_ИСХОДНЫЙ ОТРЫВОК_
Но если мы называем что-то не просто великим, а безусловно, абсолютно, во всех отношениях (сверх всякого сравнения) великим, то есть возвышенным, то сразу видно, что мы не допускаем для него никакого масштаба, соответствующего ему вне его, а лишь в нем самом. Это величина, равная только самой себе.
Таким образом, возвышенное следует искать не в вещах природы, а лишь в наших идеях.
Приведенное объяснение можно выразить и так: возвышенно то, по сравнению с чем все остальное мало.
Ничто в природе, как бы велико оно ни было, не может быть названо возвышенным в этом смысле, ибо всегда можно представить нечто большее. Но именно несоразмерность нашей способности оценивать величину вещей чувственного мира для этой идеи пробуждает в нас чувство сверхчувственной способности.
Поэтому мы можем добавить к предыдущим определениям возвышенного следующее: возвышенно то, сама возможность мыслить что свидетельствует о способности души, превосходящей всякий масштаб чувств.
§26. Оценка величины природных предметов, необходимая для идеи возвышенного
Оценка величины с помощью числовых понятий (или их символов в алгебре) является математической, тогда как оценка, основанная на чистом созерцании (по глазомеру), — эстетической. Хотя мы можем получить определенные понятия о том, насколько что-то велико, только через числа (в некоторых случаях — через приближения с помощью бесконечных числовых рядов), где единица служит мерой, и в этом смысле всякая логическая оценка величины математична. Однако поскольку сама величина меры должна быть принята как известная, то если бы её снова нужно было оценивать только через числа, единицей которых должна была бы стать другая мера (то есть математически), мы никогда не смогли бы получить первичную или основную меру, а значит, и никакого определенного понятия о данной величине. Следовательно, оценка величины основной меры должна состоять исключительно в том, что её можно непосредственно схватить в созерцании и использовать силой воображения для представления числовых понятий. Иными словами, всякая оценка величины объектов природы в конечном счете эстетична (то есть субъективна и определена не объективно).
Для математической оценки величины нет наибольшего (поскольку сила чисел простирается в бесконечность), но для эстетической оценки, безусловно, существует наибольшее. И о нём я скажу: если оно оценивается как абсолютная мера, превыше которой для субъекта (субъекта, производящего оценку) невозможно представить ничего большего, то оно несёт в себе идею возвышенного и вызывает то волнение, которое не может быть порождено математической оценкой величины через числа (разве только в той мере, в которой эта эстетическая основная мера сохраняется живою в воображении). Ибо последняя всегда представляет лишь относительную величину через сравнение с другими того же рода, тогда как первая представляет величину абсолютно, насколько душа способна охватить её в созерцании.

Данные разметки расположения объектов
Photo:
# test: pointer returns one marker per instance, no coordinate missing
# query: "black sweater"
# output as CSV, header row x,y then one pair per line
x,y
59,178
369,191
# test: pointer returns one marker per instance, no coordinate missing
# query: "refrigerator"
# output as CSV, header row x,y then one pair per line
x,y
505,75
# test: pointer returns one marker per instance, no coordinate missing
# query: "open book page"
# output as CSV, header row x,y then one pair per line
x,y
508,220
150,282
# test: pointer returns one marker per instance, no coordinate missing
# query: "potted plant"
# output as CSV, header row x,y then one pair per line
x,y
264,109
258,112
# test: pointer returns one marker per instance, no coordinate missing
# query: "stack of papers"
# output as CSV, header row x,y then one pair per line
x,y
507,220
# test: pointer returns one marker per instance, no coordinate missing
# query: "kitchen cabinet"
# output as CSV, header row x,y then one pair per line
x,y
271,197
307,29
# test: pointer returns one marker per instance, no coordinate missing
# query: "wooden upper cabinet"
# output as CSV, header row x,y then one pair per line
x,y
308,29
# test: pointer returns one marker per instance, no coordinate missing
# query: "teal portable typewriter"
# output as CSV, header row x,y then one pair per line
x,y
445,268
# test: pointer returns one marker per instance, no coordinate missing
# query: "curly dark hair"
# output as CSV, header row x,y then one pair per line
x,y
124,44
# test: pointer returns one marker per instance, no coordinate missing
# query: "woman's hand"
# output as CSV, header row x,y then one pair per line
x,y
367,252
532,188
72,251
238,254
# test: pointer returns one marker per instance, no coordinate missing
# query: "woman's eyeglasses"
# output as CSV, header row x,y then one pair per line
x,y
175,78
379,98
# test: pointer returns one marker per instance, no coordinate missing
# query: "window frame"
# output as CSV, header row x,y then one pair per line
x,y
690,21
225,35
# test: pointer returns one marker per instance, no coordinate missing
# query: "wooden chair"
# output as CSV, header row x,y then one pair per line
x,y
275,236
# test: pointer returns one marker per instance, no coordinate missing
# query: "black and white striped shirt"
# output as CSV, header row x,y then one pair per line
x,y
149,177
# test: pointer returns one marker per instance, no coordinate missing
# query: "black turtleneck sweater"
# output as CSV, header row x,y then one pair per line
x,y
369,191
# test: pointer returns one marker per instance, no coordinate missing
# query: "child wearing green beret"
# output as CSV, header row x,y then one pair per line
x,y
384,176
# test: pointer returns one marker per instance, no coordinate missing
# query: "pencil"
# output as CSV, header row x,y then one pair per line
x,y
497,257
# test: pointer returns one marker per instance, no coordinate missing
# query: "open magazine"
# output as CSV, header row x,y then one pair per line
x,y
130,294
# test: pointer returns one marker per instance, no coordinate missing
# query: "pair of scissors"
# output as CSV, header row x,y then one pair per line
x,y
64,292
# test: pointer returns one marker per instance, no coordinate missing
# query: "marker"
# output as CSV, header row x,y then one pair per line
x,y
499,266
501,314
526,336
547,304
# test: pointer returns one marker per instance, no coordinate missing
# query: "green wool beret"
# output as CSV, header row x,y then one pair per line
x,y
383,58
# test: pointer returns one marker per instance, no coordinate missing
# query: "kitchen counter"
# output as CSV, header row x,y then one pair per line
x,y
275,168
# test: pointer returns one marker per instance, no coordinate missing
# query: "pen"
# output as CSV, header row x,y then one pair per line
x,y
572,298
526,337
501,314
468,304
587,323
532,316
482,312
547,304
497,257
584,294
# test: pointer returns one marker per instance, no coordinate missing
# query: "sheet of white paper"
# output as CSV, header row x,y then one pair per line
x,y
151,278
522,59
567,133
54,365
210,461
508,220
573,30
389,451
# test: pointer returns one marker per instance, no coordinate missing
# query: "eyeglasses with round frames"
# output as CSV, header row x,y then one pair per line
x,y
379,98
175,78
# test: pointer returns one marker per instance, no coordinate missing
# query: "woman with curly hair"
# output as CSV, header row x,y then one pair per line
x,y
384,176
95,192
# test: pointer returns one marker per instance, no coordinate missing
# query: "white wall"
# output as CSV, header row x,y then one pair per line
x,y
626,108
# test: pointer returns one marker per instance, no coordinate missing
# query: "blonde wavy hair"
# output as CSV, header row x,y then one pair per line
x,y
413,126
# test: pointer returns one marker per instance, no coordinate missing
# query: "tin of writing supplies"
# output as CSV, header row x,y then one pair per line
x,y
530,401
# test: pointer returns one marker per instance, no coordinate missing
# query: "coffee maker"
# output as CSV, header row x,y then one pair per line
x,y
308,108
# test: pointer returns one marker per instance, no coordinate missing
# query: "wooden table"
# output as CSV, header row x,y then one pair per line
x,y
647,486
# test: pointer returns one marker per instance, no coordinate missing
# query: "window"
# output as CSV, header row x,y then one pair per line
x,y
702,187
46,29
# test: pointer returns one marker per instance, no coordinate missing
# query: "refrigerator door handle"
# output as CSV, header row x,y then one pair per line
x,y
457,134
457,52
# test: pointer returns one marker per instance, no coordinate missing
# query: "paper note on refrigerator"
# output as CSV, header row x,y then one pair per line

_ЧТО НУЖНО СДЕЛАТЬ_
1. Где, согласно отрывку о возвышенном, следует искать возвышенное?
2. Продолжите отрывок о возвышенном, начав сразу после его последнего предложения.

_ОТВЕТЫ К УПРАЖНЕНИЮ_
1. Не в вещах природы, а лишь в наших идеях.

2.
Чтобы наглядно воспринять количество в воображении и использовать его как меру или единицу для оценки величины через числа, требуются два действия этой способности: схватывание (apprehensio) и объединение (comprehensio aesthetica). Со схватыванием нет проблем: оно может продолжаться до бесконечности. Но объединение становится тем труднее, чем дальше продвигается схватывание, и вскоре достигает своего максимума — эстетически наибольшей основной меры оценки величины. Ибо когда схватывание заходит так далеко, что первые схваченные частичные представления чувственного созерцания уже начинают угасать в воображении, в то время как оно продолжает схватывать новые, то теряет на одной стороне столько же, сколько приобретает на другой, и в объединении есть наибольшее, за пределы которого оно выйти не может.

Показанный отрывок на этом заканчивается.